Excerpts of location labeling data

**********

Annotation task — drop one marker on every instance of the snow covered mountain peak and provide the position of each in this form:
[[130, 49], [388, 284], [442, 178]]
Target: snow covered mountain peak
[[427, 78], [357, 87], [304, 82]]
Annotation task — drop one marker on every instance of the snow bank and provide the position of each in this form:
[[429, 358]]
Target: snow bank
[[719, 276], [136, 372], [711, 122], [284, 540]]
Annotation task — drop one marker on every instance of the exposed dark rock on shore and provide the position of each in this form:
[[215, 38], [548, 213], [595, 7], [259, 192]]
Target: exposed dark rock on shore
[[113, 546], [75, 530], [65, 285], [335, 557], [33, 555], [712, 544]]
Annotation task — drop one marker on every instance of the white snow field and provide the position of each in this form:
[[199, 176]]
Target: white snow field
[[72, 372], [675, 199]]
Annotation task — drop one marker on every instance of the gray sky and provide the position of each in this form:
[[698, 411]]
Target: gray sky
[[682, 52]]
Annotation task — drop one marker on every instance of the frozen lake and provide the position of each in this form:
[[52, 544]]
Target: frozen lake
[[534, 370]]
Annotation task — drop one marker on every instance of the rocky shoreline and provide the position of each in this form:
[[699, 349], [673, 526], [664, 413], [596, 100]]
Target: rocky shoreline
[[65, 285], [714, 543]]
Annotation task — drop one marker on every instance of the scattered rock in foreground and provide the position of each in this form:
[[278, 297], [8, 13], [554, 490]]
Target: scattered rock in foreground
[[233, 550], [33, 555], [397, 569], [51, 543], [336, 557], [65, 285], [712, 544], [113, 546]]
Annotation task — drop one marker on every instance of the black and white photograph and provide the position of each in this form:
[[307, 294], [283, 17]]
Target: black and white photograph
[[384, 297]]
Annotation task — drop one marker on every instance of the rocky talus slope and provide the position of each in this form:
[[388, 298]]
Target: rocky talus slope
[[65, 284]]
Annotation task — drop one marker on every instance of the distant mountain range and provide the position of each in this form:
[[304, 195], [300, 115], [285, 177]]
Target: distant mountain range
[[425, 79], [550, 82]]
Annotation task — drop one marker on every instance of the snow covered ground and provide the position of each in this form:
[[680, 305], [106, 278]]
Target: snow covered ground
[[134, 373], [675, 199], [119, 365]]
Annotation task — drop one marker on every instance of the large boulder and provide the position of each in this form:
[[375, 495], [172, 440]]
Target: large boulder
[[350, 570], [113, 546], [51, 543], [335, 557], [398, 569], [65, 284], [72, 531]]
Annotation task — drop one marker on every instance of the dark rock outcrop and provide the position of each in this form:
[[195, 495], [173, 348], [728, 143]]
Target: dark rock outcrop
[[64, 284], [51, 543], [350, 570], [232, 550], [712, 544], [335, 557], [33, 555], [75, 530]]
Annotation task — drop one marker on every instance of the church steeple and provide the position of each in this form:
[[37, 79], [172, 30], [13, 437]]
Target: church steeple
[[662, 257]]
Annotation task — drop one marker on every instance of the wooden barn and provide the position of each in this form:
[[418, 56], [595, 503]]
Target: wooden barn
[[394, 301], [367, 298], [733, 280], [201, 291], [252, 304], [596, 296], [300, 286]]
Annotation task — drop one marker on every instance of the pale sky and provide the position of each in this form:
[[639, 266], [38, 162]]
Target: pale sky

**********

WHAT THE TASK REQUIRES
Reproduce every one of the rows above word for word, changing nothing.

THE ANSWER
Annotation task — drop one marker on every instance of the snow covered mountain peak and provide the position of each in this form:
[[130, 49], [388, 284], [442, 178]]
Target: snow covered mountain peak
[[427, 78], [357, 87], [304, 82]]
Annotation task — drop one marker on every instance of the snow bank and provide the position of each in this form:
[[429, 358]]
Target: snow bank
[[719, 276], [136, 372], [711, 122], [284, 540]]
Annotation task — drop one marker on every instance of the exposed dark rock on shore and provide the position of each in this form:
[[215, 38], [548, 213], [595, 7], [259, 192]]
Target: exposed dark rock on shore
[[113, 546], [75, 530], [65, 285], [335, 557], [33, 555], [712, 544]]
Annotation task — drop one marker on every instance of the white snow field and provide the position of each in this form:
[[199, 176]]
Target: white snow field
[[72, 372], [675, 199]]
Annotation task — drop one marker on every instance of the gray sky and provide the position of each in this form:
[[698, 411]]
Target: gray sky
[[682, 52]]
Annotation task — drop one marker on every instance of the frozen lake and provide the position of each in this form:
[[52, 544]]
Target: frozen lake
[[534, 370]]
Annotation task — drop one marker on every instance of the rocky shoreline and provide the position of each in this form:
[[699, 349], [673, 526], [664, 413], [596, 100]]
Target: rocky shoreline
[[65, 285], [714, 543]]
Annotation task — drop one marker on every instance of the scattered rock in foreground and provide the position of each in this form:
[[278, 297], [8, 13], [554, 490]]
Target: scattered rock in foreground
[[233, 550], [33, 555], [397, 569], [51, 543], [336, 557], [65, 285], [712, 544], [113, 546]]
Annotation task — drop one marker on every instance of the black and white photograph and provide the position of each in this form:
[[307, 294], [283, 17]]
Target: black and white photograph
[[384, 297]]
Annotation task — drop one marker on every instance of the rocky talus slope and provide the position of each in this form:
[[388, 298]]
Target: rocky talus slope
[[65, 284]]
Annotation task — drop one marker on every instance of the distant mountain range and provide the position of each in this form:
[[304, 195], [300, 115], [285, 177]]
Target: distant mountain range
[[425, 79], [550, 82]]
Annotation task — drop one marker on every instance of the snow covered ground and provide the position of each in this form:
[[680, 305], [106, 278]]
Target: snow covered ground
[[134, 373], [675, 199], [119, 365]]
Annotation task — drop one marker on every instance of the large boulder and provide the position of each in this form:
[[375, 495], [172, 440]]
Target: large boulder
[[350, 570], [113, 546], [51, 543], [335, 557], [398, 569], [65, 284], [72, 531]]
Annotation task — drop one marker on every instance of the dark rock outcrop and provide the position of each in this form:
[[195, 495], [173, 348], [728, 143]]
Target: dark rock outcrop
[[64, 284], [51, 543], [350, 570], [232, 550], [712, 544], [335, 557], [33, 555], [75, 530]]
Annotation task — drop one marker on every instance of the church steeple and provide the position of each in this form:
[[37, 79], [172, 30], [13, 437]]
Target: church steeple
[[662, 257]]
Annotation task — drop one marker on every instance of the wooden barn and provide the position of each in this form:
[[418, 56], [595, 503]]
Target: wooden barn
[[394, 301], [367, 298], [733, 280], [201, 291], [252, 304], [596, 296], [300, 286]]
Annotation task — drop one marker on every instance of the pale sky and provide the position of each in this form:
[[639, 266], [38, 162]]
Target: pale sky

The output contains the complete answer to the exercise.